(Rows from a dataset)
####
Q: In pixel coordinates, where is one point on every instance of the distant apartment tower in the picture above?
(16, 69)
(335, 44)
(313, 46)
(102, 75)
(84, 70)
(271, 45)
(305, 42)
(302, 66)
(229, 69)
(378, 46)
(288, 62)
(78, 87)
####
**STATED TASK:** Copy out the entries above with "apartment tower" swapped for "residential high-rise", leaving all other text as it stands.

**WRITTEN SOLUTION:**
Q: In pixel coordinates, where is one point on every instance of the distant residential high-rise in the picture above?
(16, 69)
(335, 44)
(313, 46)
(102, 75)
(84, 70)
(271, 45)
(305, 42)
(302, 66)
(229, 69)
(378, 46)
(288, 62)
(78, 87)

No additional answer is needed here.